EXCERPT PROVIDED:

*** Begin section ***

The belief system that drives the fanatical Teddy (a startlingly gaunt Jesse Plemons) and his subservient cousin Don (Aidan Delbis) to abduct Teddy’s boss, Michelle Fuller (Emma Stone), and chain her up in Teddy’s basement is just one twist of the dial away from the woman-hating incel mindset familiar to anyone who’s spent time on social media since the days of Gamergate. Clearly, what motivates these needy, housebound losers is tied up with their anxiety about masculinity: As part of the cousins’ preparation for the abduction, Teddy even persuades the ambivalent Don to join him in undergoing chemical castration, so as to subdue any carnal urges that might distract them from their task. But Teddy’s ultimate goal is not just to hurt and traumatize the cold, self-sufficient Michelle, though he certainly gets that done along the way. In this young man’s algorithmically pickled mind, the evils his employer has wrought upon the world—which include pushing an experimental drug that has put his mother (Alicia Silverstone) in a yearslong coma—can only mean one thing: Michelle must be an alien from the Andromeda galaxy, sent to Earth to bring about societal and environmental collapse. Teddy’s plan is to torture her until she agrees to take him to the mother ship, where he will negotiate the Andromedans’ withdrawal from Earth, thereby saving the planet.

All of this is swiftly set up in the first 15 or so minutes, leaving the audience locked in that grody basement with three hard-to-like people for what feels like much longer than the movie’s two-hour runtime. The screenplay, by Will Tracy, who penned the 2022 foodie satire The Menu and has also written for Succession, can be funny taken line by line: Entreated by the handcuffed and shackled Michelle to engage in a “dialogue” about the possibility of setting her free, Teddy snaps, “This isn’t Death of a Salesman.” And there’s some gladiatorial fun to be had in watching Stone’s icy girlboss and Plemons’ deranged recluse try to outsmart and out-strategize each other, while the feckless Don struggles to keep up with their ricocheting chatter. But the film’s exploration of ideas, like Teddy and Michelle’s debates, spends most of the movie’s duration running in circles around the same narrow track. She is a soulless corporate dealmaker willing to promise anything in order to effect her own release; he is an unhinged dirtbag who clings to grandiose conspiracy theories as a means of maintaining control over his tiny, miserable world. Though their relationship grows increasingly enmeshed as her days in captivity pass, this dynamic never changes, making what was already a claustrophobic movie feel even more unpleasantly hothouse-like.

*** End section ***

Stored items:
*** Begin section ***

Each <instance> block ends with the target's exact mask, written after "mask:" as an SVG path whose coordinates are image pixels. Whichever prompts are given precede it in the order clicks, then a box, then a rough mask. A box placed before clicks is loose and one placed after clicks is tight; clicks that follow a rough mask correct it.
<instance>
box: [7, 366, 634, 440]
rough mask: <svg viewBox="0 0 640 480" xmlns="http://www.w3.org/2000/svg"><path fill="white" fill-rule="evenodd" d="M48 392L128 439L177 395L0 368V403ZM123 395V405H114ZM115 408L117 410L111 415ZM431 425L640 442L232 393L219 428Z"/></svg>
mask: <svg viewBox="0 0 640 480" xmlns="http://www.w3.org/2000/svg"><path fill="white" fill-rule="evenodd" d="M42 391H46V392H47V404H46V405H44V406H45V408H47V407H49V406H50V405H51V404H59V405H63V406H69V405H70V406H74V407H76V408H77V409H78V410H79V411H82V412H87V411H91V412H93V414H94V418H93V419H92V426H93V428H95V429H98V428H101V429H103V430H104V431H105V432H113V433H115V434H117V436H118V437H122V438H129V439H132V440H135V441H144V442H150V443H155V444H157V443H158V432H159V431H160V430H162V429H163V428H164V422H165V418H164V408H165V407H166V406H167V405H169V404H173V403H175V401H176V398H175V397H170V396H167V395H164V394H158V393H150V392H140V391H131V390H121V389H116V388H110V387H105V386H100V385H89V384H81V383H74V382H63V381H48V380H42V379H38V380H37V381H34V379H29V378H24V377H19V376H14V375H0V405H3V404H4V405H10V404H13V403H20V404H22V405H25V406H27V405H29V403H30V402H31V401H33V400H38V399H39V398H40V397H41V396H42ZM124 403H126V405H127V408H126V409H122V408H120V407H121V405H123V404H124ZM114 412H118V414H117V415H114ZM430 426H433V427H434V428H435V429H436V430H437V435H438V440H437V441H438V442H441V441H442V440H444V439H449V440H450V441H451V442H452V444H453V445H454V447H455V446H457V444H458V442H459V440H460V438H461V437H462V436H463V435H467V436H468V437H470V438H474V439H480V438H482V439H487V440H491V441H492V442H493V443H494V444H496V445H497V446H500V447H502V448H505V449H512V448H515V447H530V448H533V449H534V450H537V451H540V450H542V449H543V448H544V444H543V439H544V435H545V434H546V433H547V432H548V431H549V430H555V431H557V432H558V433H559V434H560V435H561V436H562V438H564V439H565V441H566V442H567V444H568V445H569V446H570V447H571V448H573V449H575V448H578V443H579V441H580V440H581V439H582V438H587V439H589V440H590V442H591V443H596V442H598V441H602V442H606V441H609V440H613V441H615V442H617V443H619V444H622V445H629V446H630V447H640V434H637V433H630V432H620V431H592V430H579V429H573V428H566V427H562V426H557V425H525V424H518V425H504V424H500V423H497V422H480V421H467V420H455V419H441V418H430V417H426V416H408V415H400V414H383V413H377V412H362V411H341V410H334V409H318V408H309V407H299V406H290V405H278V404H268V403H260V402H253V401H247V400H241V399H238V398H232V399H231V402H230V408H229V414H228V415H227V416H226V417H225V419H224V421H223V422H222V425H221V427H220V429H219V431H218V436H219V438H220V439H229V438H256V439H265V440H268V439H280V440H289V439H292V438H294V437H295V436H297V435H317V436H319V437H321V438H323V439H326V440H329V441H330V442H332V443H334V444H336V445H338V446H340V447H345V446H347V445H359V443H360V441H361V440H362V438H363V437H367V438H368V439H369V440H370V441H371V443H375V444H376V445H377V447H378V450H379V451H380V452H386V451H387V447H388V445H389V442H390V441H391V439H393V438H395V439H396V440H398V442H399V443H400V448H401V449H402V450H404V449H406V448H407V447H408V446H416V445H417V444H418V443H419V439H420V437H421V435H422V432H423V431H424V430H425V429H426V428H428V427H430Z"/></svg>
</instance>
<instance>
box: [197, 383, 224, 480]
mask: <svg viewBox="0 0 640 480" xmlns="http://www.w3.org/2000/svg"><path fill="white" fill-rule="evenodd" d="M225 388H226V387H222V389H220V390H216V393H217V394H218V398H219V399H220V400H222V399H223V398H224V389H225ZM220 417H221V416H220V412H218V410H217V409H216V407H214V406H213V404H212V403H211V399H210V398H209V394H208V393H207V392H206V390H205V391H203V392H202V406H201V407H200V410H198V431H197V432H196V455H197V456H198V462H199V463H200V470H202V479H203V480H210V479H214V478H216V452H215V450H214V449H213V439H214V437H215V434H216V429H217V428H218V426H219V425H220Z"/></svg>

*** End section ***

TASK INSTRUCTIONS:
(a) Condense the paragraph of the review that begins "All of this is swiftly set up" into a shorter paragraph that keeps its main facts.
(b) Transcribe the listing from its first line through the line that contains "rough mask: <svg", including both ends.
The review and the listing are unrelated and stand as separate material.

PER-TASK OUTPUTS:
(a) The setup takes about the first 15 minutes. After that, the audience is stuck in the basement with three unlikable people for what feels longer than the two-hour runtime. Will Tracy wrote the screenplay. He also wrote The Menu (2022) and has written for Succession. His script is funny line by line: when the shackled Michelle asks for a "dialogue," Teddy snaps, "This isn't Death of a Salesman." Watching Stone's icy girlboss and Plemons' deranged recluse try to outwit each other is also entertaining, while Don struggles to keep up. Still, the film's ideas circle the same narrow track. She is a soulless dealmaker who will promise anything to get free. He is an unhinged dirtbag who clings to conspiracy theories to control his miserable world. Their relationship grows more enmeshed, but the dynamic never changes, which makes the claustrophobic film feel even more hothouse-like.

(b)
Each <instance> block ends with the target's exact mask, written after "mask:" as an SVG path whose coordinates are image pixels. Whichever prompts are given precede it in the order clicks, then a box, then a rough mask. A box placed before clicks is loose and one placed after clicks is tight; clicks that follow a rough mask correct it.
<instance>
box: [7, 366, 634, 440]
rough mask: <svg viewBox="0 0 640 480" xmlns="http://www.w3.org/2000/svg"><path fill="white" fill-rule="evenodd" d="M48 392L128 439L177 395L0 368V403ZM123 395V405H114ZM115 408L117 410L111 415ZM431 425L640 442L232 393L219 428Z"/></svg>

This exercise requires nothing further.